*** Supplied material ***

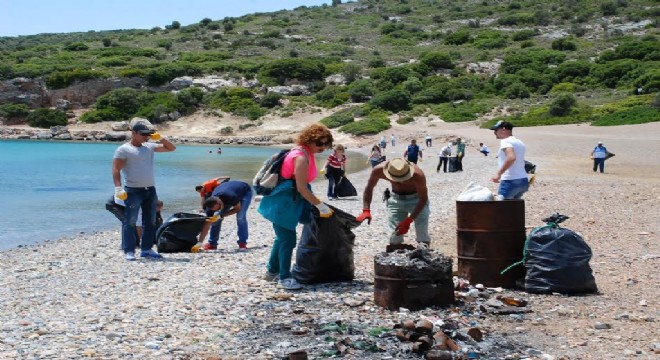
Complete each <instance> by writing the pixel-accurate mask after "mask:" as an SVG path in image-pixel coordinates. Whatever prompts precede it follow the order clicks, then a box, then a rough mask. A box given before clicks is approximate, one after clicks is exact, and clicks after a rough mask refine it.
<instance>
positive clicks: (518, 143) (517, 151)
mask: <svg viewBox="0 0 660 360" xmlns="http://www.w3.org/2000/svg"><path fill="white" fill-rule="evenodd" d="M490 129H491V130H493V131H494V132H495V137H496V138H498V139H500V149H499V152H498V154H497V162H498V170H497V173H496V174H495V176H493V177H492V178H491V181H493V182H494V183H500V186H499V189H498V190H497V193H498V194H499V195H501V196H502V198H504V199H520V198H522V196H523V194H524V193H525V192H527V190H528V189H529V180H528V179H527V172H526V171H525V151H526V147H525V143H523V142H522V141H520V140H519V139H517V138H516V137H515V136H513V124H511V123H510V122H508V121H498V122H497V123H496V124H495V125H493V126H492V127H491V128H490Z"/></svg>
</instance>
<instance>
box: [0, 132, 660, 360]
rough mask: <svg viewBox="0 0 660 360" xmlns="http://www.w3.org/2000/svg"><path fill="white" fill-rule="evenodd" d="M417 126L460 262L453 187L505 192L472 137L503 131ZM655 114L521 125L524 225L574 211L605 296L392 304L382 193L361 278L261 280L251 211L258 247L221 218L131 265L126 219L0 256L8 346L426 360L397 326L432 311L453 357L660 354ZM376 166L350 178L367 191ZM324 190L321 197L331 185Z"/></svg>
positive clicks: (492, 290) (185, 358)
mask: <svg viewBox="0 0 660 360" xmlns="http://www.w3.org/2000/svg"><path fill="white" fill-rule="evenodd" d="M418 125H423V128H427V129H428V131H429V133H431V134H432V135H433V136H434V138H435V141H434V146H433V148H430V149H427V150H426V153H425V155H426V157H425V158H424V159H425V160H424V161H423V162H421V163H420V166H421V168H422V169H423V170H424V171H425V172H426V174H427V178H428V179H427V180H428V186H429V193H430V201H431V212H432V215H431V220H430V230H431V235H432V238H433V242H432V244H433V247H434V249H436V250H438V251H441V252H442V253H444V254H446V255H448V256H451V257H453V258H454V267H456V260H455V259H456V241H457V240H456V215H455V214H456V205H455V198H456V196H458V194H459V193H460V192H461V191H462V189H463V188H464V187H465V186H466V185H467V184H468V183H469V182H471V181H474V182H476V183H477V184H480V185H484V186H489V187H490V188H493V189H494V188H495V187H494V185H493V184H490V185H489V183H488V179H489V178H490V176H491V175H492V174H493V173H494V171H495V170H496V166H497V159H495V157H494V155H491V156H488V157H485V156H483V155H481V154H480V153H478V152H477V150H476V148H475V147H474V145H476V144H478V143H479V142H486V143H487V144H488V145H489V146H490V147H491V149H497V145H498V142H497V141H496V140H495V139H494V137H493V135H492V132H490V131H487V130H480V129H477V128H475V127H471V126H466V125H464V124H463V125H451V124H437V123H431V122H430V123H429V124H425V123H422V124H418ZM659 125H660V124H659V123H655V124H647V125H637V126H623V127H616V128H604V129H600V128H591V127H587V126H558V127H541V128H534V129H524V128H523V129H514V134H515V135H517V136H518V137H519V138H521V139H522V140H523V141H525V142H526V144H527V146H528V148H529V156H528V159H529V160H531V161H533V162H534V163H536V164H537V166H538V167H537V173H538V175H537V180H536V184H535V185H534V186H533V187H532V188H531V190H530V191H529V193H527V194H526V195H525V197H524V198H525V202H526V222H525V223H526V225H527V227H528V228H533V227H536V226H539V225H542V224H543V223H542V221H541V219H542V218H544V217H546V216H548V215H550V214H553V213H555V212H559V213H562V214H564V215H567V216H569V217H570V219H569V220H568V221H566V222H565V223H563V225H564V226H565V227H566V228H569V229H572V230H574V231H576V232H579V233H581V234H582V235H583V237H584V239H585V241H586V242H587V243H588V244H589V245H590V246H591V248H592V250H593V254H594V256H593V258H592V260H591V263H590V265H591V267H592V269H593V271H594V275H595V278H596V282H597V284H598V288H599V293H598V294H597V295H589V296H564V295H559V294H553V295H531V294H527V293H525V292H521V291H515V290H503V291H502V292H499V293H498V292H497V291H499V290H500V289H497V290H496V289H489V290H487V291H484V292H483V293H484V294H490V297H489V299H488V300H489V301H491V300H493V299H494V297H495V296H497V295H503V296H512V297H519V298H524V299H525V300H527V301H528V302H529V305H528V306H527V309H528V310H530V312H527V313H516V314H512V315H494V314H492V313H487V312H485V311H483V308H480V307H479V306H477V304H478V303H477V302H475V300H474V299H471V298H469V297H468V298H466V299H464V300H461V301H459V302H457V303H456V305H454V306H451V307H447V308H428V309H425V310H420V311H407V310H406V309H400V310H399V311H388V310H386V309H383V308H381V307H379V306H377V305H376V304H375V303H374V302H373V280H374V275H373V259H374V256H375V255H376V254H378V253H380V252H382V251H384V248H385V245H386V244H387V239H388V231H387V224H386V218H385V210H384V204H383V203H382V202H380V201H375V202H374V203H373V204H372V213H373V216H374V220H373V221H372V223H371V225H366V224H363V225H362V226H360V227H358V228H356V229H355V230H354V233H355V234H356V240H355V247H354V255H355V267H356V271H355V275H356V279H355V281H353V282H351V283H338V284H324V285H313V286H308V287H306V288H305V289H304V290H302V291H297V292H286V291H283V290H280V289H277V288H276V287H275V285H274V284H275V283H269V282H266V281H264V280H261V279H260V275H262V274H263V272H264V270H265V262H266V261H267V258H268V254H269V250H270V244H271V241H272V238H273V231H272V229H271V228H270V224H269V223H268V222H266V221H265V220H263V219H262V218H261V217H260V215H258V213H257V212H256V211H250V212H248V217H249V219H250V226H251V228H250V240H249V246H250V248H251V249H250V251H248V252H246V253H238V252H236V251H235V239H234V235H233V234H234V233H235V222H232V221H231V220H229V221H226V223H225V224H223V232H222V234H221V236H223V239H222V240H221V243H220V249H219V250H217V251H212V252H206V253H200V254H171V255H166V259H165V260H163V261H145V260H139V261H136V262H132V263H129V262H126V261H125V260H124V259H123V256H122V254H121V253H120V251H119V250H118V244H119V241H120V235H119V232H118V231H114V232H103V233H91V232H90V233H89V234H80V235H77V236H73V237H70V238H64V239H60V240H58V241H54V242H48V243H45V244H41V245H35V246H28V247H23V248H18V249H14V250H9V251H5V252H2V253H0V279H2V286H1V287H0V358H2V359H75V358H99V359H124V358H142V359H278V358H287V354H289V353H291V352H293V351H295V350H304V351H306V352H307V353H308V354H309V357H310V358H321V357H330V356H343V357H345V358H349V359H409V358H410V359H414V358H422V356H421V355H418V354H415V353H413V352H411V348H410V345H408V344H403V343H401V342H399V341H398V340H397V339H396V338H395V337H394V335H393V334H394V332H393V330H392V328H393V326H394V325H395V324H397V323H400V322H401V321H403V320H409V319H412V320H415V321H416V320H419V319H421V318H427V319H429V320H430V321H432V322H433V323H434V324H435V325H436V326H437V327H438V328H440V327H442V328H443V329H449V330H451V331H447V332H448V333H450V334H451V336H452V337H453V338H454V340H456V342H457V343H458V345H459V346H460V348H461V349H460V350H458V351H457V352H454V356H455V358H459V356H463V355H466V353H467V352H474V353H476V354H477V355H478V356H479V358H481V359H505V358H508V359H518V358H527V359H626V358H639V359H652V358H653V359H657V358H658V357H659V354H660V337H659V335H658V334H660V331H659V330H660V329H659V326H658V324H659V322H660V314H659V310H658V309H659V307H658V294H659V291H658V284H659V276H658V272H657V270H654V269H655V268H657V267H658V265H660V260H659V258H660V246H659V243H660V242H659V237H658V233H659V232H660V225H658V218H659V215H660V205H658V204H659V203H660V202H659V200H660V163H659V160H658V156H657V154H659V153H660V126H659ZM410 128H412V127H407V128H403V127H395V128H394V129H393V132H394V133H396V134H397V137H398V138H399V145H397V146H396V147H394V148H388V149H387V155H388V157H393V156H395V155H397V154H399V153H401V152H403V149H404V147H403V144H404V143H407V142H408V140H409V139H410V138H412V137H415V138H417V140H418V142H419V143H422V141H421V140H422V138H423V136H422V135H423V133H415V132H414V131H409V130H407V129H410ZM414 128H420V127H414ZM388 135H389V133H388ZM456 136H461V137H463V138H464V139H466V140H467V141H468V143H469V144H470V147H469V151H468V153H467V156H466V158H465V160H464V169H465V171H464V172H462V173H452V174H443V173H440V174H436V172H435V166H436V164H437V157H436V154H437V152H438V151H439V149H440V147H441V144H442V143H444V142H446V140H447V139H448V138H450V137H456ZM379 137H380V136H378V137H374V138H372V139H362V140H361V142H362V143H363V144H365V145H366V144H367V143H369V142H371V141H373V140H374V139H377V138H379ZM597 140H603V141H604V142H605V146H607V147H608V149H609V150H610V151H612V152H614V153H616V154H617V155H616V157H614V158H613V159H611V160H608V162H607V164H606V169H605V170H606V173H605V174H597V173H593V172H592V171H591V163H590V160H589V158H588V157H589V152H590V151H591V149H592V148H593V146H594V145H595V143H596V141H597ZM355 145H360V144H358V143H357V142H356V143H355ZM367 147H368V146H365V147H359V146H354V149H356V148H357V150H358V151H361V152H364V151H366V150H367ZM392 150H394V152H392ZM632 150H634V153H633V152H631V151H632ZM367 176H368V173H367V172H366V171H365V172H360V173H356V174H349V177H350V179H351V181H352V182H353V183H354V185H355V186H356V187H357V189H358V193H361V190H362V189H363V188H364V184H365V183H366V178H367ZM385 185H386V184H384V183H380V184H379V185H378V186H377V189H376V192H375V194H380V193H381V192H382V190H384V189H385ZM314 190H315V193H316V194H324V190H325V183H317V184H315V186H314ZM378 198H379V196H377V195H375V196H374V199H375V200H376V199H378ZM256 205H257V204H253V207H256ZM332 205H334V206H336V207H338V208H341V209H343V210H345V211H347V212H350V213H353V214H358V213H359V211H360V209H361V208H362V204H361V200H360V199H352V200H350V199H346V200H339V201H335V202H332ZM255 210H256V209H255ZM299 229H300V228H299ZM92 230H93V229H92ZM411 233H414V232H413V231H411ZM406 242H407V243H414V240H413V239H409V238H406ZM457 294H458V295H459V298H462V297H463V296H462V291H461V292H458V293H457ZM484 300H485V299H484ZM479 301H481V300H479ZM480 309H481V310H480ZM470 327H478V328H479V329H481V331H482V332H483V334H484V340H483V341H481V342H475V341H473V340H471V339H470V338H469V337H467V336H465V333H466V331H467V329H469V328H470Z"/></svg>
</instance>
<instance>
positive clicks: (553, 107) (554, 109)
mask: <svg viewBox="0 0 660 360" xmlns="http://www.w3.org/2000/svg"><path fill="white" fill-rule="evenodd" d="M575 105H577V100H576V99H575V97H574V96H573V94H560V95H559V96H557V98H556V99H555V100H554V101H553V102H552V104H551V105H550V109H549V112H550V114H551V115H553V116H564V115H568V114H570V112H571V110H572V109H573V107H575Z"/></svg>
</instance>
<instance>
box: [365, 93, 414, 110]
mask: <svg viewBox="0 0 660 360" xmlns="http://www.w3.org/2000/svg"><path fill="white" fill-rule="evenodd" d="M369 105H371V106H373V107H377V108H381V109H384V110H389V111H392V112H399V111H402V110H408V109H409V108H410V95H408V93H406V92H404V91H401V90H390V91H386V92H383V93H380V94H377V95H376V96H374V98H373V99H371V101H369Z"/></svg>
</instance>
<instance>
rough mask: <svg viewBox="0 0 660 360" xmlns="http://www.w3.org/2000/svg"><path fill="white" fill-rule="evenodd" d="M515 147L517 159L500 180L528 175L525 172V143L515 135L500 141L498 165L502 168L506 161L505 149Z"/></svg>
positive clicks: (525, 175)
mask: <svg viewBox="0 0 660 360" xmlns="http://www.w3.org/2000/svg"><path fill="white" fill-rule="evenodd" d="M507 148H513V153H514V154H515V155H516V161H515V162H514V163H513V165H511V167H510V168H508V169H507V170H506V171H505V172H504V174H502V177H501V178H500V180H516V179H522V178H526V177H527V173H526V172H525V149H526V148H525V144H524V143H523V142H522V141H520V140H519V139H516V137H515V136H509V137H508V138H506V139H502V140H501V141H500V150H499V153H498V154H497V162H498V166H499V168H500V169H501V168H502V166H503V165H504V162H505V161H506V153H505V152H504V149H507Z"/></svg>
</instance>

*** End of Supplied material ***

* Brief
Copy the rows verbatim, starting with their first line and ending with the line that contains "positive clicks: (518, 143) (517, 151)", including both of those lines. Leave the pictures out of your answer.

* Exercise answer
Complete each <instance> by writing the pixel-accurate mask after "mask:" as an SVG path in image-pixel coordinates. Whatever prompts precede it follow the order clicks, then a box, then a rough mask. A box given before clicks is approximate, one after clicks is exact, and clicks after a rough mask refine it.
<instance>
positive clicks: (518, 143) (517, 151)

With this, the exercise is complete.